▶ _Your objective_: Can you rewrite the records below as a two-column CSV with the columns input and output, one row per record? Put each record's text under input and its answer under output, each as a single quoted field with line breaks replaced by spaces.

▶ _Location labeling records_:
☆ ☆ ☆

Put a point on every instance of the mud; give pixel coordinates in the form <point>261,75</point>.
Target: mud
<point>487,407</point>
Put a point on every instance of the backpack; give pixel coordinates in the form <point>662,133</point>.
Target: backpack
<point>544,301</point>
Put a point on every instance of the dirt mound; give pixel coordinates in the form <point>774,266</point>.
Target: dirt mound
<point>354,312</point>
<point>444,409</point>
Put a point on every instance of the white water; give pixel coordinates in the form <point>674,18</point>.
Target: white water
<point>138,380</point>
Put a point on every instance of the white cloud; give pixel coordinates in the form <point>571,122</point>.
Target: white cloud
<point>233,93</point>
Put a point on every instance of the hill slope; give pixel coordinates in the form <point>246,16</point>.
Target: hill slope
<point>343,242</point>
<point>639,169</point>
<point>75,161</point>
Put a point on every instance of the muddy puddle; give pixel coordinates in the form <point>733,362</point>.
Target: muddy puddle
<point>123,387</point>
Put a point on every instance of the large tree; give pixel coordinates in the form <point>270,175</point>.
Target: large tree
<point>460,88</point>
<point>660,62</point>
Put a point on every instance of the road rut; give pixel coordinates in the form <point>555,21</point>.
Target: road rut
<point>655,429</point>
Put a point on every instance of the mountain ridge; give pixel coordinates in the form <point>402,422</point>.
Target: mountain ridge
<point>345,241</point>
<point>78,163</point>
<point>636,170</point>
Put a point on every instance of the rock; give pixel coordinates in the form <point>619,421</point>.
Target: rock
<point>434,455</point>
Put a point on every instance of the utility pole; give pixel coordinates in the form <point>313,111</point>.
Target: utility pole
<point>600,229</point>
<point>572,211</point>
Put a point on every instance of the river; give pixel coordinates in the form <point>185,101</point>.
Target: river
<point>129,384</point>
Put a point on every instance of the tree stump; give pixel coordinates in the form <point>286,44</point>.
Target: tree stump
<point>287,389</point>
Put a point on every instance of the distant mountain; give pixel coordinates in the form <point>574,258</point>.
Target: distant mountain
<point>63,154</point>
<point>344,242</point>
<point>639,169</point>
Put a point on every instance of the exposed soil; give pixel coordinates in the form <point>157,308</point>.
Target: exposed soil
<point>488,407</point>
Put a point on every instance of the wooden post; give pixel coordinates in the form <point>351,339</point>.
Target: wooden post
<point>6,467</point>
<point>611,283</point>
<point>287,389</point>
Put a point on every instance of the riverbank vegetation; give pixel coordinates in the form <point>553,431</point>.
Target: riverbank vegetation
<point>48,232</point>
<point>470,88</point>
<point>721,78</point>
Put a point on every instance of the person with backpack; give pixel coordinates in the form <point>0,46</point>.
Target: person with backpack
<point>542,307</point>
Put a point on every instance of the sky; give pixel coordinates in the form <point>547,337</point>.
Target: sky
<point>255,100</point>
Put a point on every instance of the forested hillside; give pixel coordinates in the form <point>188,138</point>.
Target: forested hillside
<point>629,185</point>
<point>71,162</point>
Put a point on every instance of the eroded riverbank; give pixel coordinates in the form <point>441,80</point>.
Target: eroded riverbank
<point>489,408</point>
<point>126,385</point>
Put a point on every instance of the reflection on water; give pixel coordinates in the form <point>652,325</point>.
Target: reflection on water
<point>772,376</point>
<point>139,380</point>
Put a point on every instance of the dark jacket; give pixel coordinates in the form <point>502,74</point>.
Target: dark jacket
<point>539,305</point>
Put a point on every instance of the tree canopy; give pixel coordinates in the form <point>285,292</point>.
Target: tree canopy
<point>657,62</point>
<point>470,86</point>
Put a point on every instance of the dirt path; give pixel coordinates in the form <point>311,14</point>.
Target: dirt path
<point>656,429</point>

☆ ☆ ☆

▶ _Task answer_:
input,output
"Put a point on every instance of the mud; give pixel coordinates in the form <point>261,75</point>. Target: mud","<point>487,407</point>"
"Put a point on every instance of the backpack; give pixel coordinates in the form <point>662,133</point>. Target: backpack","<point>544,301</point>"
"Put a point on every instance of the dirt mound; give pixel coordinates in the form <point>774,266</point>. Target: dirt mound","<point>354,312</point> <point>444,409</point>"
"Put a point on every instance of the white water; give pixel coordinates in the form <point>674,18</point>. Target: white water","<point>138,380</point>"
"Put a point on every instance of the white cloud; give pixel coordinates in the form <point>571,122</point>. Target: white cloud","<point>233,93</point>"
"Put a point on every instance of the hill slope; give pixel coordinates in the form <point>246,16</point>. Target: hill slope","<point>343,242</point> <point>639,169</point> <point>75,161</point>"
"Put a point on every instance of the muddy puddle; give pixel coordinates in the form <point>733,362</point>. Target: muddy puddle","<point>123,387</point>"
"Put a point on every instance of the large tree; give pixel coordinates in the form <point>270,175</point>. Target: large tree","<point>460,88</point> <point>660,62</point>"
"Put a point on every instance of the road rut; give pixel coordinates in the form <point>555,21</point>. Target: road rut","<point>655,429</point>"
"Put a point on every instance of the mountain ridge; give pixel coordinates in the form <point>402,422</point>. Target: mountain ridge","<point>345,241</point> <point>78,163</point> <point>636,170</point>"
"Put a point on every instance of the rock; give pixel coordinates in the form <point>619,421</point>. Target: rock","<point>434,455</point>"
"Put a point on every instance of the utility pole; give pixel coordinates in the form <point>313,111</point>. Target: utility pole","<point>600,229</point> <point>572,211</point>"
"Put a point on every instance of the river; give pixel coordinates in the form <point>185,101</point>. Target: river","<point>129,384</point>"
"Put a point on every instance of the tree stump; give pixel coordinates in the form <point>286,44</point>. Target: tree stump","<point>287,389</point>"
"Put a point on every instance of the distant mountain; give pixel coordinates in the form <point>574,258</point>. Target: distant mountain","<point>63,154</point> <point>344,242</point> <point>639,169</point>"
"Put a point on every instance of the exposed soil; give pixel coordinates in the form <point>157,308</point>. Target: exposed soil","<point>488,407</point>"
"Put a point on every instance of the wooden post; give pixel coordinates in the form <point>351,339</point>. Target: wooden post","<point>6,467</point> <point>611,283</point> <point>287,389</point>"
"Put a point on every instance of the riverbank vegetation; give pixel coordinates in the form <point>553,431</point>. Target: riverbank vegetation","<point>48,232</point> <point>470,88</point> <point>721,78</point>"
"Put a point on every instance of the person with backpack; give pixel coordinates in the form <point>0,46</point>. Target: person with backpack","<point>542,307</point>"
"Put a point on every instance of the sky; give pixel coordinates in the form <point>547,337</point>. Target: sky","<point>255,100</point>"
"Put a point on every instance of the forested hillside; give pixel coordinates in the form <point>188,138</point>. Target: forested hillside","<point>629,185</point> <point>71,162</point>"
"Put a point on every instance of the eroded riverbank; give pixel coordinates in the form <point>441,80</point>. Target: eroded riverbank","<point>489,408</point> <point>126,385</point>"
"Put a point on every instance of the reflection on water; give pixel coordinates in the form <point>652,325</point>. Target: reflection on water","<point>772,376</point> <point>139,380</point>"
"Put a point on every instance of the dark jacket; give pixel coordinates in the form <point>502,74</point>. Target: dark jacket","<point>539,305</point>"
"Put a point on every instance of the tree canopy; give pixel coordinates in the form <point>285,292</point>. Target: tree canopy","<point>657,62</point> <point>470,86</point>"
"Put a point on every instance of the dirt path; give pixel coordinates in the form <point>311,14</point>. Target: dirt path","<point>656,429</point>"